- Problem statement -
Which lines of the material below contain the string "covered"? Copy each of those lines, treating uppercase and lowercase as different.

** BEGIN Task input **

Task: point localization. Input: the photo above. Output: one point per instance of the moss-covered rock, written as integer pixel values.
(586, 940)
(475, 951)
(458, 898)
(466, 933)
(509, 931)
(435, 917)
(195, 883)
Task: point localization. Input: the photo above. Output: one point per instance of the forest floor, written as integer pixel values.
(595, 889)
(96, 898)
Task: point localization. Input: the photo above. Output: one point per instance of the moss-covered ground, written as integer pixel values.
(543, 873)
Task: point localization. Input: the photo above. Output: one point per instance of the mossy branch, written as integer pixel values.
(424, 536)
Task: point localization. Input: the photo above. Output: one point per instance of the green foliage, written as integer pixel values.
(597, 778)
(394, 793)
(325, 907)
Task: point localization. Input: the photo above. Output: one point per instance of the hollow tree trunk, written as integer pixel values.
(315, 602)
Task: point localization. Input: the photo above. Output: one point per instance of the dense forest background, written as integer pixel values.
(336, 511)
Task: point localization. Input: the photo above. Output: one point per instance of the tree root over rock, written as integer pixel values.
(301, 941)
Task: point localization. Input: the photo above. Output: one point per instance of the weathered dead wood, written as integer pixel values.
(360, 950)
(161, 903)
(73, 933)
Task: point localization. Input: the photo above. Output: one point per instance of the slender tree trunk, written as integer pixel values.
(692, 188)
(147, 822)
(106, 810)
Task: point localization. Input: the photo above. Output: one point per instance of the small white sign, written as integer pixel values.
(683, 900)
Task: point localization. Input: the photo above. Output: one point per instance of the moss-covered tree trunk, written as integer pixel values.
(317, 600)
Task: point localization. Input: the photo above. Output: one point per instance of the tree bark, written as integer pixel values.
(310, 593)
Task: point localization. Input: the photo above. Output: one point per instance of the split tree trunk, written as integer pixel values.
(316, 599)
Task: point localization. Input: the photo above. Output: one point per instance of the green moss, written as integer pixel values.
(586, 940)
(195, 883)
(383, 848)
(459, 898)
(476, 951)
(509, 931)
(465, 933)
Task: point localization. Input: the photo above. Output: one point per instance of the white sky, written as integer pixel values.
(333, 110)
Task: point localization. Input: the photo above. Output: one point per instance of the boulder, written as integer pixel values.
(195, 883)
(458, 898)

** END Task input **
** BEGIN Task input **

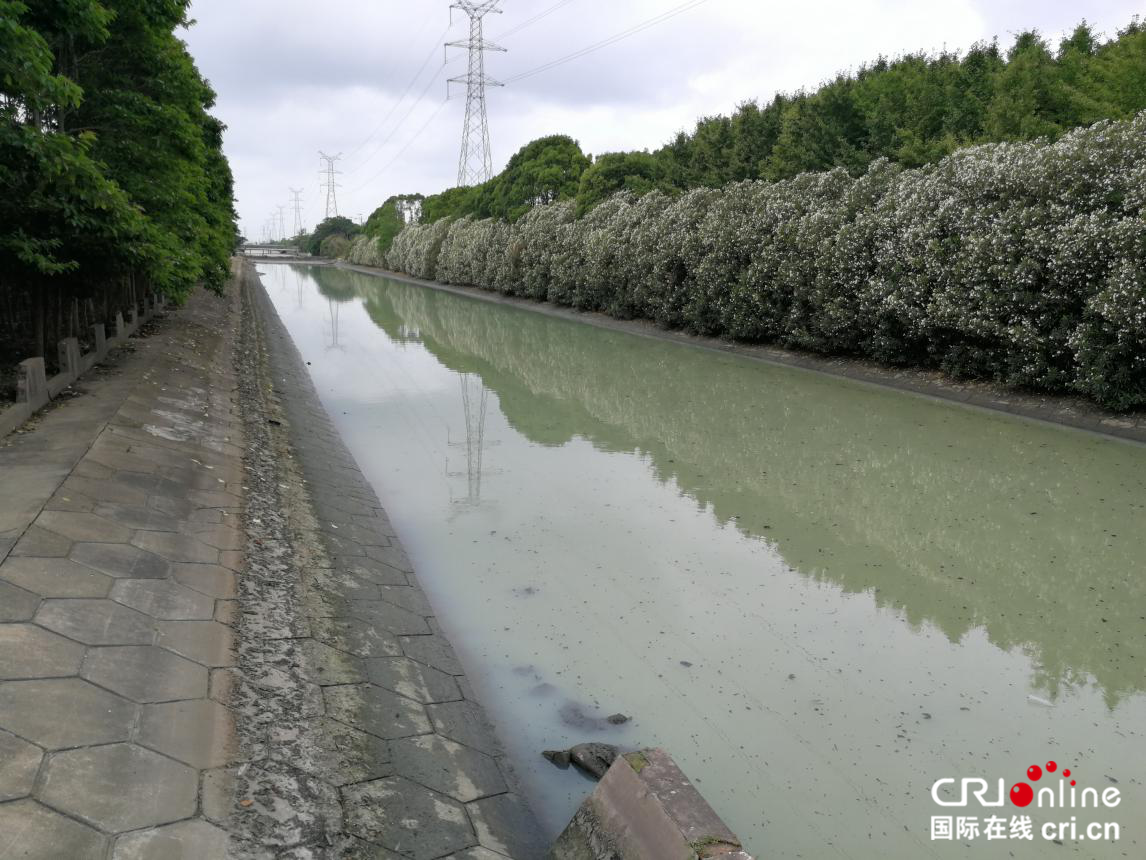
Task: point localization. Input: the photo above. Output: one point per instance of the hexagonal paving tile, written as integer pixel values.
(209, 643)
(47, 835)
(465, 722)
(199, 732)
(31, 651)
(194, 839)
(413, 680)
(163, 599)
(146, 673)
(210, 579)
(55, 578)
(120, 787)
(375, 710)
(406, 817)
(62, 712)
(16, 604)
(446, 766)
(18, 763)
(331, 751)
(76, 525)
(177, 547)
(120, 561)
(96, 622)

** END Task input **

- Result of the task -
Task: point localization. Input: the photo above. Output: one point per instance of the moss-covered rock, written as integer pixel values.
Task: point localization. Input: the photo above. Output: one point per instance of the moss-covered ground, written as integer pixel values.
Task: point localization. Input: the photo above. Output: one point per instance of the moss-covered tree trunk, written as integer pixel values.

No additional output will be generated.